:: 抜粋本文 ::

私のスーパースターとロックスター
疲れててやってられないぜ。のっけから。体調も微妙に良くないんだけど、ちょっと数日中の身内と仕事(一日に起こったイレギュラーが多すぎた)のストレスというか……その場その場はなんとか平気に切り抜けられたけど、元気で笑って振舞えたけど、自分の中で感情の処理が追い付いてなくてしんどい感じ?
物心ついた頃から、感情の処理が苦手です。人並みの喜怒哀楽はもちろんあるけど、その場やその時はそんなことを出していられないから悲しみも怒りも一旦なかったことにして、全部終わったりひと段落ついたりしてから一人で部屋やトイレやお風呂でめそめそするタイプです。今流行りの繊細さんや発達障害ではなくて、単に家庭環境や性分によるのだと思われます。
大人になった今は、 (一応)仕事も人間関係もそつなく頑張るので友達や先輩が話を聞いてくれるし、随分楽になりました。あたたかい人たちありがたし。けど、今回みたく人様に言いにくいストレスや気付いたら体調やメンタルをやられてしまって手遅れだなって時は、仕事や社会生活に支障をきたさない程度にできるだけ部屋にとじこもって深く深く自分の世界に沈むようにしています。

:::

• _課題文_
感情の処理をめぐる上の文章のうち、「私のスーパースターとロックスター」から「性分によるのだと思われます。」までを、両端の語句も含めて一字も変えずにもう一度書き出してください。

:: データ項目 ::

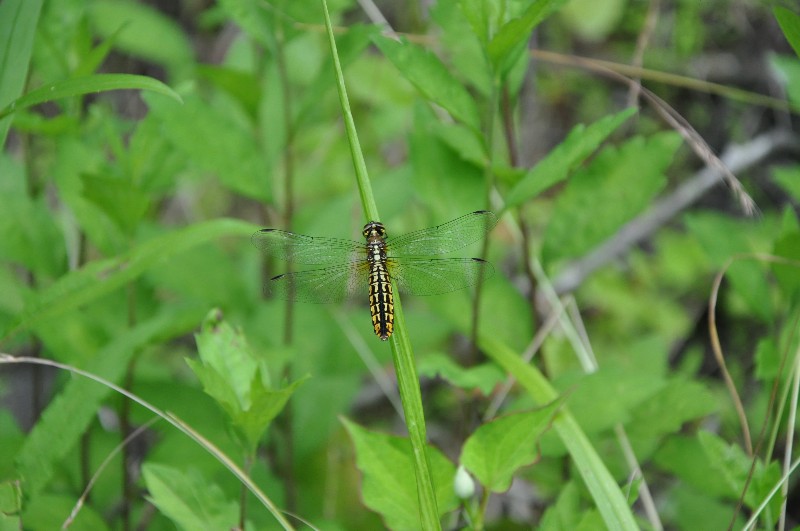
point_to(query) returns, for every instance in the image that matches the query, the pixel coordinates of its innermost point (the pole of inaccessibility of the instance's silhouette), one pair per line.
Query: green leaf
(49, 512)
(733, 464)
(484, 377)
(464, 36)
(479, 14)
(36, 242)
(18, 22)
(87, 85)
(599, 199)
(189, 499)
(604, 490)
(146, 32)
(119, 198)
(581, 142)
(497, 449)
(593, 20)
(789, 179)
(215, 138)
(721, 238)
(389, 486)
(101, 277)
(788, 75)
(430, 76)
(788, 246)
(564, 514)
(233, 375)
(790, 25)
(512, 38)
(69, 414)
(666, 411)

:::

• _出力結果_
私のスーパースターとロックスター
疲れててやってられないぜ。のっけから。体調も微妙に良くないんだけど、ちょっと数日中の身内と仕事(一日に起こったイレギュラーが多すぎた)のストレスというか……その場その場はなんとか平気に切り抜けられたけど、元気で笑って振舞えたけど、自分の中で感情の処理が追い付いてなくてしんどい感じ?
物心ついた頃から、感情の処理が苦手です。人並みの喜怒哀楽はもちろんあるけど、その場やその時はそんなことを出していられないから悲しみも怒りも一旦なかったことにして、全部終わったりひと段落ついたりしてから一人で部屋やトイレやお風呂でめそめそするタイプです。今流行りの繊細さんや発達障害ではなくて、単に家庭環境や性分によるのだと思われます。